◆ Passage shown
Exciting New Student Ministries Changes!

First, Some Context

Over the past several years, I have felt a growing discontentment with the status quo of the typical Youth Ministry model employed by the average church in America. The philosophy of ministry feeding this model believes that at the core of your ministry programming should be an attractional Youth Group Night for the purpose of getting and keeping kids in the church. The typical goal of this night is to build community among teens around fun games, and a Bible based talk that is highly topical and relevant to teen issues. This model seeks to form bonds between students and encourages them to invite their unsaved friends to get a “taste” of a fun, relevant Christianity that would be appealing enough for them to want to become Christians themselves. This model grew out of good intentions to see large numbers of teens from our communities accept Christ by drawing a crowd with attractive programming. This description may be overly simplistic but does represent the core “nuts & bolts” of the model. For more on this issue read this blog post by Walt Mueller from CPYU written to youth ministry leaders: Why Youth Ministry Shouldn’t Be The Greatest Show on Earth…

Over the past several years we have noticed a steady decline in attendance at our Youth Group nights and special events. We are not alone. Almost every youth pastor I talk with is experiencing the same thing. Here are some issues I have observed in our current model that we will be addressing through these changes.

◆ Data provided
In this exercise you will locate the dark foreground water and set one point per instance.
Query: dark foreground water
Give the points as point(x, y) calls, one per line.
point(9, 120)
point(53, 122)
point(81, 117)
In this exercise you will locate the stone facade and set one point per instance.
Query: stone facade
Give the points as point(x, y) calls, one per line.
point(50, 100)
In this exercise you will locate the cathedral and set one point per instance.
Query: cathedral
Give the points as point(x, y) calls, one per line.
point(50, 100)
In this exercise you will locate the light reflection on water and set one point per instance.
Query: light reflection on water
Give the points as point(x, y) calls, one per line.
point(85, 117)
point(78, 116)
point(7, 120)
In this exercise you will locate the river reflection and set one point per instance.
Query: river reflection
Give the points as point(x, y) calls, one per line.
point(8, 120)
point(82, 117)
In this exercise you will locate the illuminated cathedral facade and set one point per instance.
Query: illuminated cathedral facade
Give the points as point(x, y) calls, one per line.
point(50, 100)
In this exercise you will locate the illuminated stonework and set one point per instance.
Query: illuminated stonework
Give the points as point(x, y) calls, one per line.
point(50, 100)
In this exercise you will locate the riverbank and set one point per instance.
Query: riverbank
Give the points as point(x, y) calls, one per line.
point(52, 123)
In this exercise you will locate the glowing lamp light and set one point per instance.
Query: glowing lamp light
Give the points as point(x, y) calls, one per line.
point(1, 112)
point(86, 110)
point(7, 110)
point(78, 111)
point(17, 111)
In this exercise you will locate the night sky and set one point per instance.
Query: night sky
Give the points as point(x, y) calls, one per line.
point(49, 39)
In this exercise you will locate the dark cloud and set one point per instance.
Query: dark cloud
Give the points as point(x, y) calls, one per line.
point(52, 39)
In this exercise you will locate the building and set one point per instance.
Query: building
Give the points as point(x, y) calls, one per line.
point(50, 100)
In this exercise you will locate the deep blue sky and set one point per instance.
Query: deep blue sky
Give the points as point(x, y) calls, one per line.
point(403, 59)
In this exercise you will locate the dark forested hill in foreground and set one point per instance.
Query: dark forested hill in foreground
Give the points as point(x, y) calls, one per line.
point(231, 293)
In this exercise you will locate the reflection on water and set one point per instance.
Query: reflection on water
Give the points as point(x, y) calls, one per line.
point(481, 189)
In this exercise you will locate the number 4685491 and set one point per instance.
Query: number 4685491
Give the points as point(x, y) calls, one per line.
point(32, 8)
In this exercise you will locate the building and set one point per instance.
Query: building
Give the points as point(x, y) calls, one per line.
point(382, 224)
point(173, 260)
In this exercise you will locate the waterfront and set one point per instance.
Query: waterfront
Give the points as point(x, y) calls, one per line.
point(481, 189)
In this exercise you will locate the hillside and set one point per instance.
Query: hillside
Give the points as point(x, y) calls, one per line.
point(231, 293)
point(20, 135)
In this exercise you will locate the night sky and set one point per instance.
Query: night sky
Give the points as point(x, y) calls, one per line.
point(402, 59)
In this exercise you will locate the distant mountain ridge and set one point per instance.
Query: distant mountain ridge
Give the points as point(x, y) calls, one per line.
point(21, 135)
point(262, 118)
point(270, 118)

◆ Brief
Change "youth pastor" to "church leader" in the student ministries post, from "Over the past several years we" up to and including "through these changes.", and give that part again. The items have no connection to the student ministries post.

◆ Solution to the problem
Over the past several years we have noticed a steady decline in attendance at our Youth Group nights and special events. We are not alone. Almost every church leader I talk with is experiencing the same thing. Here are some issues I have observed in our current model that we will be addressing through these changes.